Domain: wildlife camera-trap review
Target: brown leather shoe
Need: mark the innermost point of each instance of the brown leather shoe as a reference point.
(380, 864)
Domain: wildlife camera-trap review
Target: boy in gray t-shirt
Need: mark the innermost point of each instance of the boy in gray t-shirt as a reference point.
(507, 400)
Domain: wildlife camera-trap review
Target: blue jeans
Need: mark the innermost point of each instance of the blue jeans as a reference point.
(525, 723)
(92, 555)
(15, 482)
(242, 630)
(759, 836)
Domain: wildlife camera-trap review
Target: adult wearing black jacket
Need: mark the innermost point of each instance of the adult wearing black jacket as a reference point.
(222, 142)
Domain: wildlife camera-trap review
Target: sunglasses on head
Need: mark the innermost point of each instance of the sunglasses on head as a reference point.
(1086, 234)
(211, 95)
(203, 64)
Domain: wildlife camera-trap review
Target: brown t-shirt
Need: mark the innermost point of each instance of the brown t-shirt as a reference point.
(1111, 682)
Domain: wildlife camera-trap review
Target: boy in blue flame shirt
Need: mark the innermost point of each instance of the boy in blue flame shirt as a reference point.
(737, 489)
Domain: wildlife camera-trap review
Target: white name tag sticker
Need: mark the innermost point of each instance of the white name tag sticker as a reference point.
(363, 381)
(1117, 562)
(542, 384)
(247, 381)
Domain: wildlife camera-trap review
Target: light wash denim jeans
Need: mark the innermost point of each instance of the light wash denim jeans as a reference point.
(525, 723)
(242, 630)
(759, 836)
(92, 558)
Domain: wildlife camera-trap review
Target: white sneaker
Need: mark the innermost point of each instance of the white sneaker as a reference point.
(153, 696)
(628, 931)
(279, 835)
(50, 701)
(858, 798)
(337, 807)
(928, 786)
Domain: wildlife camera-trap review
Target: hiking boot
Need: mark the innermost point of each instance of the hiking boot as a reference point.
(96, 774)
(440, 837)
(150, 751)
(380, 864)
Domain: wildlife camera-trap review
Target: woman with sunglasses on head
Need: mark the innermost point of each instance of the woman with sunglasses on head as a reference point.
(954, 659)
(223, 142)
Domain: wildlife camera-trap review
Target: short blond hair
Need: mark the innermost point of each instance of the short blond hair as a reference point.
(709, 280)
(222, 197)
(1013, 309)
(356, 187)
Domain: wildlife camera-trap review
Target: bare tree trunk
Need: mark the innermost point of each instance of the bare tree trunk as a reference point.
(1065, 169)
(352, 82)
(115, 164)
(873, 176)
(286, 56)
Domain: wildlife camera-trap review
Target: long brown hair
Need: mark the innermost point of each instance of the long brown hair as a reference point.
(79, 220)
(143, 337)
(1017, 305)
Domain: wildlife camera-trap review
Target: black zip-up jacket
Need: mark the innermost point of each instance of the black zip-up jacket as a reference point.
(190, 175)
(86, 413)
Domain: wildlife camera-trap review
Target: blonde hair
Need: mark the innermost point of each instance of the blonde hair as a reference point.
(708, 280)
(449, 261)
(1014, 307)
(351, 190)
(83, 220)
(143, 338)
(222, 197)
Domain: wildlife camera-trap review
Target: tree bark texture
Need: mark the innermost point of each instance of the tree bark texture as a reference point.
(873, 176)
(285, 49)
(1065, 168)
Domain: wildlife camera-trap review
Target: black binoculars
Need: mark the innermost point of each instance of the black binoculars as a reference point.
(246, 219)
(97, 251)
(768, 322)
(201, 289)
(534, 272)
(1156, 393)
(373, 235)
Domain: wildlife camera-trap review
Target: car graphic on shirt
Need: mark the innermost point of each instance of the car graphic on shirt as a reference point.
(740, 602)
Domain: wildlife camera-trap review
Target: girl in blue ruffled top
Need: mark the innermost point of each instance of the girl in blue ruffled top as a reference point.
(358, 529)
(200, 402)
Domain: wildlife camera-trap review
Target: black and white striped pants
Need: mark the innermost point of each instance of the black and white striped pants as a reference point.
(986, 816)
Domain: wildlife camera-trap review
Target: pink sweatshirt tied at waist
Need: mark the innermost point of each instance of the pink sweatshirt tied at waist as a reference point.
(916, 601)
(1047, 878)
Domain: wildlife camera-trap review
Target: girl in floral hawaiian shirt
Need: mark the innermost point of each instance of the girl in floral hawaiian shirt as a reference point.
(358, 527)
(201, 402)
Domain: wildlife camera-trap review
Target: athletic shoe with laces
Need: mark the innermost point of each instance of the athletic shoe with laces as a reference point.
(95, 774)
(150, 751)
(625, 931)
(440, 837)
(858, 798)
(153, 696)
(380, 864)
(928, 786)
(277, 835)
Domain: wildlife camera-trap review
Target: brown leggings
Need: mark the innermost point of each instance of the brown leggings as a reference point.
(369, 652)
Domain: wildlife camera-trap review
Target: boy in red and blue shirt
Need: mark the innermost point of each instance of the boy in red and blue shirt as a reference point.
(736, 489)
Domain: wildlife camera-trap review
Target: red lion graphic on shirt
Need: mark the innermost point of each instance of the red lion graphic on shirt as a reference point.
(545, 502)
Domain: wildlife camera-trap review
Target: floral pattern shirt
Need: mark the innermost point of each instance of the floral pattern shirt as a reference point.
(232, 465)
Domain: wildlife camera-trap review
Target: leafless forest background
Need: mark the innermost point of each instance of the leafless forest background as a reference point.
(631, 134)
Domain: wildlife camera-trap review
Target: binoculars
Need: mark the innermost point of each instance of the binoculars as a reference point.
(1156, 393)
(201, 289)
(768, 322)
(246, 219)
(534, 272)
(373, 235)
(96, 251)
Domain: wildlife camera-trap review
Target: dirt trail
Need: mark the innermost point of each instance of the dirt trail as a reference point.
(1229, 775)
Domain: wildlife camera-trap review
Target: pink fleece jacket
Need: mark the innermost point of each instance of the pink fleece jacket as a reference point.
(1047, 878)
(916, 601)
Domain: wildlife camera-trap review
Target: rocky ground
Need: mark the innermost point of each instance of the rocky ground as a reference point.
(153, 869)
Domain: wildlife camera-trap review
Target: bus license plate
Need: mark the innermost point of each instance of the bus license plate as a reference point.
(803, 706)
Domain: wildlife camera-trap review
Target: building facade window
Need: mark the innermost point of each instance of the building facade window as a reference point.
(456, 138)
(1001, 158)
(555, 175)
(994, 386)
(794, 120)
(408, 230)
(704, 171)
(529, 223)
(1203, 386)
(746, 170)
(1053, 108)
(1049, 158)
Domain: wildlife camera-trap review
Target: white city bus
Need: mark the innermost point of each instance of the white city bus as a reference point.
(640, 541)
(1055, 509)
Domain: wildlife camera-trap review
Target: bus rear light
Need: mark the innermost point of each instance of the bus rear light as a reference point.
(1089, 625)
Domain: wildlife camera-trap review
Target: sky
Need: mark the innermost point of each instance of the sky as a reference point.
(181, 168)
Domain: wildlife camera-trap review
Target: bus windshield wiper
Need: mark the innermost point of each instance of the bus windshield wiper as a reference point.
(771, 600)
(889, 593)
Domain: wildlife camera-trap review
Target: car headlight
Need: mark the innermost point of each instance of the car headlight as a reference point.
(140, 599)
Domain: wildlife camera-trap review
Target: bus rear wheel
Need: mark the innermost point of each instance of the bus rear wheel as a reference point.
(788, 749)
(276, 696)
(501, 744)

= = =

### Given task
Turn the entries above into a numbered list, one line per item, from the first line through the line with "(1111, 682)". Leave out any blank lines.

### Result of this task
1. Domain: wildlife camera-trap review
2. Target: brown leather shoe
3. Need: mark the innermost point of each instance of the brown leather shoe as a reference point.
4. (380, 864)
5. Domain: wildlife camera-trap review
6. Target: boy in gray t-shirt
7. Need: mark the innermost point of each instance of the boy in gray t-shirt as a reference point.
8. (507, 400)
9. Domain: wildlife camera-trap review
10. Target: blue jeans
11. Need: mark the innermost point of each instance of the blue jeans as a reference point.
12. (525, 723)
13. (92, 555)
14. (15, 482)
15. (242, 630)
16. (759, 836)
17. Domain: wildlife camera-trap review
18. Target: adult wearing black jacket
19. Need: mark the innermost point of each instance of the adult wearing black jacket as a reference point.
20. (222, 142)
21. Domain: wildlife camera-trap review
22. Target: sunglasses on head
23. Need: mark the innermost point of each instance of the sunglasses on head as a reference point.
24. (1086, 234)
25. (211, 95)
26. (203, 64)
27. Domain: wildlife camera-trap review
28. Target: brown t-shirt
29. Need: mark the innermost point of each instance of the brown t-shirt as a reference point.
30. (1111, 682)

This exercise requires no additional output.